● **TO BE DONE**
Each entry below must be repeated word for word.

● **Dataset excerpt**

----------

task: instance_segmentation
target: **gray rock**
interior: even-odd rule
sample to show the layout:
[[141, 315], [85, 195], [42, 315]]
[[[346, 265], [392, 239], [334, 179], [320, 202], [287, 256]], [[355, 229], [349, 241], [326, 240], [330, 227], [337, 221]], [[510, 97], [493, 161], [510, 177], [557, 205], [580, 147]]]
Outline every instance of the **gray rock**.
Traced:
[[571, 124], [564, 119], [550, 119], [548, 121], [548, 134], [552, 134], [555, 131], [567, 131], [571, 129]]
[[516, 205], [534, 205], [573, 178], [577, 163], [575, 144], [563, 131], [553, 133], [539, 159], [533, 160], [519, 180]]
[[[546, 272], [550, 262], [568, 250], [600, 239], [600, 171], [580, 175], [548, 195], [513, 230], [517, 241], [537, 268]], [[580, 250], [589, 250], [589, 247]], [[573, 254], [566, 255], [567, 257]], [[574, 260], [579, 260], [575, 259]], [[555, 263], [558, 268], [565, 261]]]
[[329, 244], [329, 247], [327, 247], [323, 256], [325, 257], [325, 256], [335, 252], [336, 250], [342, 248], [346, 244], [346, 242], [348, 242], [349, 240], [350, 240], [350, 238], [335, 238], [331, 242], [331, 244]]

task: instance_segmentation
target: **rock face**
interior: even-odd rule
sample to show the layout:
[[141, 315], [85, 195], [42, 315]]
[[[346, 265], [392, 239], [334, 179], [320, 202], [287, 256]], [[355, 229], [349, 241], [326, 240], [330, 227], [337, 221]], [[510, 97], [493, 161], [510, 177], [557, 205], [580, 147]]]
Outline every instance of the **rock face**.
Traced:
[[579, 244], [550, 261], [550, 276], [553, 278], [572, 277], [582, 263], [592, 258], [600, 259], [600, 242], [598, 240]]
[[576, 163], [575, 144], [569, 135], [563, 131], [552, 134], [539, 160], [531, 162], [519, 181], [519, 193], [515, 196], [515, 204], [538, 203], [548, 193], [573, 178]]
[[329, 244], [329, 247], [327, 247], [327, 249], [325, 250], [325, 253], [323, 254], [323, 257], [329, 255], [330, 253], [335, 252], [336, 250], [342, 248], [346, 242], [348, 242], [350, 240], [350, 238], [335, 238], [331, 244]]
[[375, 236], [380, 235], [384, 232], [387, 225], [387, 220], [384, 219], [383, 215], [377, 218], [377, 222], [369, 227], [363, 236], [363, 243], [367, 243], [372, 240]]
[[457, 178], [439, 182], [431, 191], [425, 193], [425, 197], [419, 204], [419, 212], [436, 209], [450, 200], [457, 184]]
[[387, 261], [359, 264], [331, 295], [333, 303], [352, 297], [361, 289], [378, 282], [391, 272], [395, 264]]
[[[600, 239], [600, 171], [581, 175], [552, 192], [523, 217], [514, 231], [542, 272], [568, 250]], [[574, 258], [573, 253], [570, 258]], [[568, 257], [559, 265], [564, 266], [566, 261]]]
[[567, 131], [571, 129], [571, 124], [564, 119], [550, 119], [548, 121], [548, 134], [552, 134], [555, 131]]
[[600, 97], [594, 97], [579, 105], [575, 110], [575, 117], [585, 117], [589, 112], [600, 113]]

----------

● **ANSWER TO THE EXERCISE**
task: instance_segmentation
target: **gray rock**
interior: even-odd rule
sample to show the layout:
[[141, 315], [85, 195], [42, 315]]
[[[346, 265], [392, 239], [334, 179], [320, 202], [287, 256]], [[355, 229], [349, 241], [326, 240], [330, 227], [337, 221]], [[510, 97], [493, 161], [510, 177], [557, 205], [580, 147]]]
Outline every instance of the **gray rock**.
Traced:
[[571, 124], [564, 119], [550, 119], [548, 121], [548, 134], [552, 134], [555, 131], [567, 131], [571, 129]]
[[516, 205], [534, 205], [573, 178], [577, 163], [575, 144], [563, 131], [553, 133], [539, 159], [533, 160], [519, 180]]
[[[546, 272], [550, 262], [568, 250], [600, 239], [600, 171], [580, 175], [548, 195], [513, 230], [517, 241], [537, 268]], [[580, 250], [589, 250], [589, 247]], [[573, 254], [566, 255], [567, 257]], [[574, 260], [579, 260], [575, 259]], [[555, 263], [558, 268], [565, 261]]]
[[329, 244], [329, 247], [327, 247], [323, 256], [325, 257], [325, 256], [335, 252], [336, 250], [342, 248], [346, 244], [346, 242], [348, 242], [349, 240], [350, 240], [350, 238], [335, 238], [331, 242], [331, 244]]

task: instance_segmentation
target: **rock face**
interior: even-odd rule
sample to show the layout:
[[141, 315], [85, 195], [42, 315]]
[[[346, 265], [392, 239], [334, 179], [320, 202], [287, 256]], [[355, 229], [349, 241], [326, 240], [330, 227], [337, 221]], [[510, 97], [493, 161], [510, 177], [557, 205], [580, 147]]]
Outline every instance of the **rock face**.
Traced:
[[579, 244], [550, 261], [550, 276], [553, 278], [572, 277], [582, 263], [592, 258], [600, 259], [600, 242], [598, 240]]
[[576, 163], [575, 144], [569, 135], [563, 131], [552, 134], [539, 160], [531, 162], [519, 181], [519, 193], [515, 196], [515, 204], [538, 203], [548, 193], [573, 178]]
[[329, 244], [329, 247], [327, 247], [327, 249], [325, 250], [325, 253], [323, 254], [323, 257], [329, 255], [330, 253], [335, 252], [336, 250], [342, 248], [346, 242], [348, 242], [350, 240], [350, 238], [335, 238], [331, 244]]
[[375, 236], [380, 235], [384, 232], [387, 225], [387, 220], [384, 219], [383, 215], [377, 218], [377, 222], [369, 227], [363, 236], [363, 243], [367, 243], [372, 240]]
[[457, 178], [439, 182], [431, 191], [425, 193], [425, 197], [419, 204], [419, 212], [436, 209], [450, 200], [457, 184]]
[[387, 261], [359, 264], [331, 295], [333, 303], [352, 297], [361, 289], [378, 282], [391, 272], [395, 264]]
[[[600, 239], [600, 171], [581, 175], [552, 192], [523, 217], [514, 231], [542, 272], [568, 250]], [[574, 258], [573, 253], [570, 258]], [[568, 257], [559, 265], [564, 266], [566, 261]]]
[[567, 131], [571, 129], [571, 124], [564, 119], [550, 119], [548, 121], [548, 134], [552, 134], [555, 131]]
[[600, 97], [594, 97], [579, 105], [575, 110], [575, 117], [585, 117], [589, 112], [600, 113]]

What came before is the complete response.